• EXCERPT PROVIDED:

Want to Get High? Be Careful, That Altitude Can be a Problem
Most of us have been there – we work hard and crash into a ski vacation. We rush to the airport and catch a flight that is two hours late landing at our destination. We dive into the rental car; drive too far and once in the mountains we down a few celebratory drinks and flop into bed way past our normal bedtime. Hectic yes, but exciting!
Really exciting until… the next morning you realize you didn’t sleep well, have a nagging headache and can’t seem to catch your breath. Four Advil later you still can’t escape that dull feeling and those muscles you’ve been honing for weeks in preparation for this trip are aching. Welcome to high altitude!
High altitude sickness can ruin your vacation – pure and simple! The typical symptoms mimic a very mild flu, but can be debilitating – nausea; headaches; achiness; fatigue; sleep issues; and loss of appetite. The culprit of course is less oxygen at higher altitudes, and your body is thirsting for the amount it is used to. Obviously, none of this goes well with a ski vacation. There is some good news. For most, the symptoms slowly soften after a few days and three or four days into the vacation many have made peace with the altitude. But who has three or four days to spare in a week long vacation!

• GIVEN RECORDS:
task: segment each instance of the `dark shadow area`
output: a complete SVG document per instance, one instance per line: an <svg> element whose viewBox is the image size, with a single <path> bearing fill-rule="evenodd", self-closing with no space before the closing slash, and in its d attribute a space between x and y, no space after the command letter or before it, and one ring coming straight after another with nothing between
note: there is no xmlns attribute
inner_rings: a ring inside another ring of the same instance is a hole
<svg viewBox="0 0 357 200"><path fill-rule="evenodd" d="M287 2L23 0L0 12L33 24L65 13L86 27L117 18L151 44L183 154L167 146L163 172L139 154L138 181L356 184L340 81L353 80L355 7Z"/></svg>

• WHAT IS BEING ASKED:
In the article about altitude on a ski vacation, what does it name as the culprit behind high altitude sickness?

• YOUR RESPONSE:
Less oxygen at higher altitudes.